### PASSAGE PROVIDED

>>

Every alcoholic has their own personal rock bottom. Once you’ve hit it, it’s time to stop digging. We don’t all take that advice, of course — but then again, it isn’t rock bottom if you can keep digging, is it?
Sometimes we find ourselves losing friends, but that isn’t enough to dissuade us. Family goes by the wayside. We lose our careers, our finances are in ruins, we may even find ourselves sharing cheap motel rooms with bed bugs — or worse. For some of us, the urge to stop digging never stops; we just trade our shovels for jackhammers.
I’ve found myself in this situation before. I was never really one to socialize, so I didn’t have many friends to lose, and I don’t come from a close-knit family so there weren’t any kin to attempt to slow me down. I have lost jobs, though, over my drinking. I’ve lost my freedom over it several times. And I’ve lost more money than I’d care to imagine just for a few nights’ oblivion.
My true “stop digging” moment, though, was when my health began to fail. My kidneys and liver are, miraculously, intact. If you’re on the market for those, I’ll give you a discount, of course. The real issue I face, biologically, is the end result of years of hard drinking and terrible eating.
Every morning, noon, and night, I get to inject myself with insulin; the prize you win after a decade of drinking naught but vodka and never placing an order that didn’t end with, “would you like fries with that?”

<<

### EXERCISE TASKS
1: Answer these questions about the passage on alcoholism:
(a) What do some people trade their shovels for?
(b) Which two organs does the writer say are still intact?
(c) What does the writer inject every morning, noon, and night?
2: Write out the stretch of the passage on alcoholism from "I’ve found myself" through "few nights’ oblivion.".

Stored records
>>

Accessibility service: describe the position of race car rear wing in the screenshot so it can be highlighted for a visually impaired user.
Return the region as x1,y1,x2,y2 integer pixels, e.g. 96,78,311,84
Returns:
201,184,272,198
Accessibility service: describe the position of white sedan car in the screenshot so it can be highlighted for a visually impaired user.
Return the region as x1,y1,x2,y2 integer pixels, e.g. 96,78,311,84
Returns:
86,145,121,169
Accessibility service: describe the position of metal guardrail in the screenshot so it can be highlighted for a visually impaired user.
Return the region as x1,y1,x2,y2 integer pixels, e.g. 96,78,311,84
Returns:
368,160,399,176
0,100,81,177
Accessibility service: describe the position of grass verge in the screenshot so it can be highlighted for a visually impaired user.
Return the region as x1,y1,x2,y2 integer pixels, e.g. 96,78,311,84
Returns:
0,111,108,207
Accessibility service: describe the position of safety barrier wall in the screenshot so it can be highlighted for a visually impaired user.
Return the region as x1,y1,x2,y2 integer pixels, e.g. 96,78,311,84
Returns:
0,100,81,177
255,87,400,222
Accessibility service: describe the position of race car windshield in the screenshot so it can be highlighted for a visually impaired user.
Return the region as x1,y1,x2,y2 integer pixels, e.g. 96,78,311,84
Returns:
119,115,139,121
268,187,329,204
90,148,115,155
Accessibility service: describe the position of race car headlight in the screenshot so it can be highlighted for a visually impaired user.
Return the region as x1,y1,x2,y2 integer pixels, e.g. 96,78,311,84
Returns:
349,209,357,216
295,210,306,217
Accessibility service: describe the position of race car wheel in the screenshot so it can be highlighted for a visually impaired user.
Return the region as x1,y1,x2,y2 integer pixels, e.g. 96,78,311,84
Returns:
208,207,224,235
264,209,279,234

<<

### ANSWERS FOR EACH ITEM
1:
(a) Jackhammers
(b) The kidneys and liver
(c) Insulin

2:
I’ve found myself in this situation before. I was never really one to socialize, so I didn’t have many friends to lose, and I don’t come from a close-knit family so there weren’t any kin to attempt to slow me down. I have lost jobs, though, over my drinking. I’ve lost my freedom over it several times. And I’ve lost more money than I’d care to imagine just for a few nights’ oblivion.